Challenge: Repeat every record below exactly as it appears.

[Saved data entries]
* BEGIN *
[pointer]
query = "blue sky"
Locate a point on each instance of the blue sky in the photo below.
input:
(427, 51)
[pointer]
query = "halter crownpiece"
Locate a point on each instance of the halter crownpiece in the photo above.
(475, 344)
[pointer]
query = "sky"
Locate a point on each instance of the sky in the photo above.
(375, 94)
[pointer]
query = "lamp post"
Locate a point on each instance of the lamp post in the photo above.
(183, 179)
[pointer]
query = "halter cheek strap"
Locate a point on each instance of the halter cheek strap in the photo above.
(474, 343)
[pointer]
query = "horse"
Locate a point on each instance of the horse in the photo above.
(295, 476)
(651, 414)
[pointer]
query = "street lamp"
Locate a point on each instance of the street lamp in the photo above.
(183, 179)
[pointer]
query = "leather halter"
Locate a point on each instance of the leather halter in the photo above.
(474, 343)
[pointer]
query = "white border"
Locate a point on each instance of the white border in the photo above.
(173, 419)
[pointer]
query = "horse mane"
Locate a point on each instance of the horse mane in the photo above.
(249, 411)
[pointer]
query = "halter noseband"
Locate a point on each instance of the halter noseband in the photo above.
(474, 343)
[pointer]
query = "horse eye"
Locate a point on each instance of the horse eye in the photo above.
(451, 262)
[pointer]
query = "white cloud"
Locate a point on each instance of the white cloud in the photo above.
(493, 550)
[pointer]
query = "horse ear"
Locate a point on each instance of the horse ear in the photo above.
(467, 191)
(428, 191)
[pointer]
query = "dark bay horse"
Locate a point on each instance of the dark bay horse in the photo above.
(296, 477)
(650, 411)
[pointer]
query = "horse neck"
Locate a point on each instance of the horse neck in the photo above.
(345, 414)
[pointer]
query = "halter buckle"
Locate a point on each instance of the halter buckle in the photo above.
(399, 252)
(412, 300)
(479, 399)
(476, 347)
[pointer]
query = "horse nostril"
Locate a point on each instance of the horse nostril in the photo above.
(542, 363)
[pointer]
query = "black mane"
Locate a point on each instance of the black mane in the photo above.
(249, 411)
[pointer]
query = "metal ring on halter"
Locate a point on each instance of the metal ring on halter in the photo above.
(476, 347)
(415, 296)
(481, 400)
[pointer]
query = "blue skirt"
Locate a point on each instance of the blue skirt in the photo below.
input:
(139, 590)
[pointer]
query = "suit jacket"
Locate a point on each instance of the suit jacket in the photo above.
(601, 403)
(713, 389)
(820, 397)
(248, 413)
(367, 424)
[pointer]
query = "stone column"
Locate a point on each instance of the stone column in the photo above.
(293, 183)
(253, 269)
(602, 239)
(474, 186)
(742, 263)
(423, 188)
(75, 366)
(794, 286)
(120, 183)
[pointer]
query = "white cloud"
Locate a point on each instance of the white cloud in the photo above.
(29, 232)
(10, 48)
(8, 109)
* END *
Output of the exercise:
[pointer]
query = "blue sky"
Locate a point on each instance of the blue sky in the photo below.
input:
(427, 51)
[pointer]
query = "halter crownpiece"
Locate a point on each instance of the halter crownpiece in the photo above.
(475, 344)
[pointer]
query = "sky"
Locate a point on each instance of the sky in the photo above.
(375, 94)
[pointer]
query = "lamp post"
Locate a point on each instance of the lamp post in the photo above.
(183, 179)
[pointer]
query = "halter cheek strap"
Locate a point on each instance of the halter cheek strap in the photo above.
(474, 343)
[pointer]
query = "horse"
Locate a point on each instance of the horse in the photo above.
(295, 476)
(651, 414)
[pointer]
query = "street lamp"
Locate a point on each instance of the street lamp in the photo above.
(183, 179)
[pointer]
query = "leather halter"
Locate a point on each instance of the leather halter in the photo above.
(474, 343)
[pointer]
query = "white border"
Locate a point on each instance of the white border in the photo above.
(173, 419)
[pointer]
query = "horse mane"
Locate a point on each instance of the horse mane in the photo above.
(249, 411)
[pointer]
query = "halter noseband"
Locate a point on each instance of the halter noseband in the photo above.
(474, 343)
[pointer]
query = "horse eye"
Locate a point on each instance of the horse eye in the photo above.
(451, 262)
[pointer]
query = "white cloud"
Locate a point on each instance of the white cloud in the photo above.
(493, 550)
[pointer]
query = "horse ear"
Locate a point on each instance of the horse ear in the photo above.
(467, 191)
(428, 191)
[pointer]
query = "dark bay horse"
Locate a point on each instance of the dark bay horse in the photo above.
(296, 477)
(650, 411)
[pointer]
query = "horse neck"
Locate a point on each instance of the horse neck in the photo above.
(345, 414)
[pointer]
query = "halter buckle"
Locate a point on each instance of the halter buckle in the photo above.
(399, 252)
(412, 300)
(479, 399)
(476, 347)
[pointer]
query = "horse nostril"
Locate a point on each instance of the horse nostril in the photo above.
(542, 363)
[pointer]
query = "black mane"
Locate a point on each instance of the black mane in the photo above.
(249, 411)
[pointer]
query = "metal ring on halter"
Locate a point on each instance of the metal ring on halter in the photo above.
(476, 347)
(415, 296)
(481, 400)
[pointer]
query = "blue skirt"
Locate a point on each instance of the blue skirt in the photo below.
input:
(139, 590)
[pointer]
query = "suit jacket"
Locate a point on each instance of the suit jacket in the photo above.
(601, 403)
(713, 389)
(820, 397)
(248, 413)
(367, 424)
[pointer]
query = "stone column"
Locate a point on each instance of the stone column in the photo above.
(293, 183)
(253, 269)
(602, 239)
(474, 186)
(742, 263)
(423, 188)
(75, 366)
(794, 286)
(120, 183)
[pointer]
query = "white cloud"
Locate a point on each instance of the white cloud in the photo above.
(29, 232)
(10, 48)
(8, 109)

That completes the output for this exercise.